Texte:
......

Par voie de conséquence, les croquis sont dignes d'accéder à la protection instituée au titre du droit d'auteur et le jugement entrepris sera infirmé de ce chef.
Il n'est pas sérieusement discuté que les uniformes de la compagnie Ewa Air ont été réalisés au vu des croquis revendiqués, même si les intimées ont choisi les couleurs, ainsi que les tissus.
Il ressort en particulier des photographies d'articles de presse, que les intimées reproduisent dans leurs conclusions (page 23), que les uniformes qu'elles exploitent donnent à voir, à l'instar des croquis, et partant de la création originale opposée, deux robes de coupe droite, en deux coloris unis différents, présentant des galons, aux manches, au bas de la robe et à la taille, dont le motif floral sur fond contrasté par rapport au coloris de la robe (fond clair sur robe foncée et inversement) est identique à celui du voile qui y est associé, lequel part de la chevelure, est passé le long du cou et couvre l'épaule.
Ces uniformes ainsi exploités constituent, par voie de conséquence, une reprise, dans la même combinaison, des éléments caractéristiques des deux croquis invoqués, produisant au demeurant une telle impression de ressemblance que Mme S. est fondée à conclure purement et simplement à leur reproduction.
Il n'est pas discuté qu'aucun accord écrit d'exploitation de ces croquis n'a été régularisé.
Les intimées font cependant valoir que Mme S. savait qu'ils seraient utilisés pour réaliser les uniformes du personnel de la compagnie Ewa Air et produisent un mail du 17 octobre 2013(pièce 11) indiquant qu'elle 'a, à notre demande et bénévolement imaginé et réalisé des croquis' .
Il sera toutefois relevé que dès le 15 octobre 2013 la soeur de Mme S. a demandé à la compagnie Air Austral, dont elle était alors employée, ce qui était proposé pour sa soeur indiquant 'il me semble qu'elle aura effectué un travail à titre gratuit, non rémunéré et avec aucune reconnaissance'.
Certes, ensuite, le 22 octobre 2013, la société Air Austral (pièce 13 des intimées) a remercié Mme S. pour avoir fait preuve de créativité, reconnaissant que les modèles de cette dernière avaient servi de base à la fabrication des uniformes pour le personnel de la compagnie et l'invitant à l'inauguration d'Ewa Air à Mayotte fin octobre 2013. Elle a fait bénéficier Mme S., qui demeurait en métropole, d'un billet d'avion Paris-Réunion-Mayotte A/R ayant permis à celle-ci d'y être présente, et la campagne de presse sur le lancement de la nouvelle compagnie a fait mention des créations de 'Karida S. Miss Mayotte 2006" et de sa qualité de dessinatrice des uniformes comme styliste.

......

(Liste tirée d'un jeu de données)
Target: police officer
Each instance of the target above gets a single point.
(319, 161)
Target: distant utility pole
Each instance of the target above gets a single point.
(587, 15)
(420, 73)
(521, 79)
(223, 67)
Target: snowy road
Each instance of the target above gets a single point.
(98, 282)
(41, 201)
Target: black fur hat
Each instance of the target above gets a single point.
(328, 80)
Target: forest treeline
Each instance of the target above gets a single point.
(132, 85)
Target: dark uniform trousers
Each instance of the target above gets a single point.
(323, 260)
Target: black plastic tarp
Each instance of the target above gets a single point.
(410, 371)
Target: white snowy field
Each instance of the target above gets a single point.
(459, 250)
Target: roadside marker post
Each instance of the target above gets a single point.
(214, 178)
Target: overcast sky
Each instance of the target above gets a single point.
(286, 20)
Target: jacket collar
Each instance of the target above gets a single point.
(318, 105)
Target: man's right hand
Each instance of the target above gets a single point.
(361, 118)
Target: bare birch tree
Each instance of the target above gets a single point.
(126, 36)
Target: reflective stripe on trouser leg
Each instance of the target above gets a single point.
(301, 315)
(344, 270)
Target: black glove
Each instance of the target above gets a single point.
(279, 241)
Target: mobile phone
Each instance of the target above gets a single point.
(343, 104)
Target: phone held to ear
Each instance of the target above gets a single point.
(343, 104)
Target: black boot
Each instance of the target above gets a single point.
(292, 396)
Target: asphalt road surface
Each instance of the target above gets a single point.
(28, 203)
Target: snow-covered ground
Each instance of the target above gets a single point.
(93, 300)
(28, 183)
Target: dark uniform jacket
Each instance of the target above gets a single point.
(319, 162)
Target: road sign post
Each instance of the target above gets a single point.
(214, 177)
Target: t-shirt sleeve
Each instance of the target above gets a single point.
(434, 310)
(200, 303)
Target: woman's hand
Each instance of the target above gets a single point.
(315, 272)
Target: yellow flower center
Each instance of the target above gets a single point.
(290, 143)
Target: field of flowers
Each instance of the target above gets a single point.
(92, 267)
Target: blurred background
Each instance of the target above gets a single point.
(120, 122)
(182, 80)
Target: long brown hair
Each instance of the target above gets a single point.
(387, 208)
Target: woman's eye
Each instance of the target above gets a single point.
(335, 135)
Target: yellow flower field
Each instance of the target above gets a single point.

......

D'après le texte sur les croquis des uniformes d'Ewa Air, à quelle date la société Air Austral a-t-elle remercié Mme S. pour sa créativité ?

Le 22 octobre 2013.